ページ:
芸人でもあり俳優でもある石井さん。ただ単に本を読み上げるだけの朗読会ではない。ピアノを弾きつつ他の打楽器をも操る一人オーケストラの山本愛香さんと、涼やかな歌声で華を添える渚あきさんが脇を固め、演出はもちろん、読む題材も、喜怒哀楽に富んだ生き生きとしたものばかりだった。
変調されたピアノ伴奏が不穏な空気を醸す中、鬼に残忍な仕打ちをする桃太郎を描いた芥川龍之介の新訳昔話『桃太郎』を、鬼気迫る勢いで読み上げたのが印象に残った。
また、春日井のむかし話を朗読したり、その場でお客さんから渡された「春日井商工会議所便り」を即興でサスペンスドラマ風に読んだりと、遊び心のある演出も良い。
他に宮沢賢治や海野十三、太宰治などの名著を表現豊かに朗読。「この朗読を聴いて、その本を読んでみようという気になって欲しい」という石井さんの思惑にまんまと嵌った気がする。図書館で借りて読んでみよう!

あなたの課題:
1. 記録の中で文字列「wall」を含む行がいくつあるか、数字だけで示せ。大文字と小文字は区別する。
2. 朗読会の記事の最後の文に続けて、文章を書き進めてください。
これらの記録は朗読会の記事とは何の関係もない。

保存データ:

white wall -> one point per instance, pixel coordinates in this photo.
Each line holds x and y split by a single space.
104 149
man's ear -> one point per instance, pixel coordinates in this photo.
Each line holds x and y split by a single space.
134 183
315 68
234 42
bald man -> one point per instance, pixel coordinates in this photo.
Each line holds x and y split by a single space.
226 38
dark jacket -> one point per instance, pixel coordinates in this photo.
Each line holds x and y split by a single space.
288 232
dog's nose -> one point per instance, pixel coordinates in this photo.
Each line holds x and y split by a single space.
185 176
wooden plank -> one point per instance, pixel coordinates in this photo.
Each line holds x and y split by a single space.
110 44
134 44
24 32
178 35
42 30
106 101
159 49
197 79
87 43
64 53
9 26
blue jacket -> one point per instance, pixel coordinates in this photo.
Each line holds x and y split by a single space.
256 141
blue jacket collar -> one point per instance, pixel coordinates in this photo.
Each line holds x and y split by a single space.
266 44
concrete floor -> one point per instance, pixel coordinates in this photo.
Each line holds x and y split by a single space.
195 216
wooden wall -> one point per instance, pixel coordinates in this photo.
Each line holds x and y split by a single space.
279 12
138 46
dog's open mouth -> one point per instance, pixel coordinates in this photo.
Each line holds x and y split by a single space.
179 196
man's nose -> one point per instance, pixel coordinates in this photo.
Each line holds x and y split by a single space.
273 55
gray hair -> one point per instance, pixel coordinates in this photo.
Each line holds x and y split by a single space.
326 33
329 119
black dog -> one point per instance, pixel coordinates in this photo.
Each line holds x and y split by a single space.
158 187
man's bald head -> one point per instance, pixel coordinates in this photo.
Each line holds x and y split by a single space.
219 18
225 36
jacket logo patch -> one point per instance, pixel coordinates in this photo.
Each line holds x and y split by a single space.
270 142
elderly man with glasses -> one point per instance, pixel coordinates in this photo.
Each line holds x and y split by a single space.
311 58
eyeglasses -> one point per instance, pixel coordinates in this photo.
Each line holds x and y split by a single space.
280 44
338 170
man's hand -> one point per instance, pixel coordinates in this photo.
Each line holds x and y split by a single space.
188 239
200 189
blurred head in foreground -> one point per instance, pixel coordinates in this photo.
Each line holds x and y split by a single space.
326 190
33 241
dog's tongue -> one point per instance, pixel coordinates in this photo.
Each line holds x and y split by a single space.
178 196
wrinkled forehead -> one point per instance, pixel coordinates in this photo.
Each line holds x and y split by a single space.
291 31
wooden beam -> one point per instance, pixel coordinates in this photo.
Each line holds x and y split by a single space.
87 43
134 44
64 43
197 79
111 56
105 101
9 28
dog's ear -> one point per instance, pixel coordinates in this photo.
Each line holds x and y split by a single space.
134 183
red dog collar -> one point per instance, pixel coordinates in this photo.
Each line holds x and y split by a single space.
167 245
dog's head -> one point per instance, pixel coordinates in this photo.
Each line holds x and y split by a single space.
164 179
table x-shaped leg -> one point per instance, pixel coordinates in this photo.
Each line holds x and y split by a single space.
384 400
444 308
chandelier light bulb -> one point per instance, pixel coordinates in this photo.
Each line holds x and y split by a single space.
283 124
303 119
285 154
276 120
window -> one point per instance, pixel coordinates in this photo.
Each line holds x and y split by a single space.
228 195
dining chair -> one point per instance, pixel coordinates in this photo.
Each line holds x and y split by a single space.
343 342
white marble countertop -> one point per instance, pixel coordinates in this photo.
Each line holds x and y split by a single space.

課題ごとの出力:
1. 2

2.
Report98 「さすがタレント 多彩な才能溢れる朗読ライブでした。」 伊藤弘子

石井正則さんは、『古畑任三郎』での何だか不思議な刑事役が印象的でした。その彼が朗読に挑戦するということで、どんな趣向になるのかと期待していました。共演は、ピアノやパーカッション等様々な楽器を操る山本愛香さんと、元宝塚の娘役・渚あきさん。演奏と歌にトークを混え、『雨ニモマケズ』で幕が開きました。芥川龍之介の『桃太郎』のユニークな解釈にはびっくり。昭和初期の作家、海野十三の『遊星植民説』は、ゴムホースを振って宇宙を思わせる神秘的な音を表現し、私たちをSFの世界へ誘ってくれます。
朗読というと少し地味な感じがしますが、こちらは音色も色彩も豊か。春日井の民話も取り上げ、観客の図書館貸出券やおみくじに、サスペンス調や三分クッキングのピアノ伴奏を被せ、巧みな声色で書いてある文章を読む試みは、想定外のおもしろさでした。
最後の太宰治作『葉桜と魔笛』では登場人物を見事に演じ分け、楽しく新しい朗読の世界を充分に味わわせてもらいました。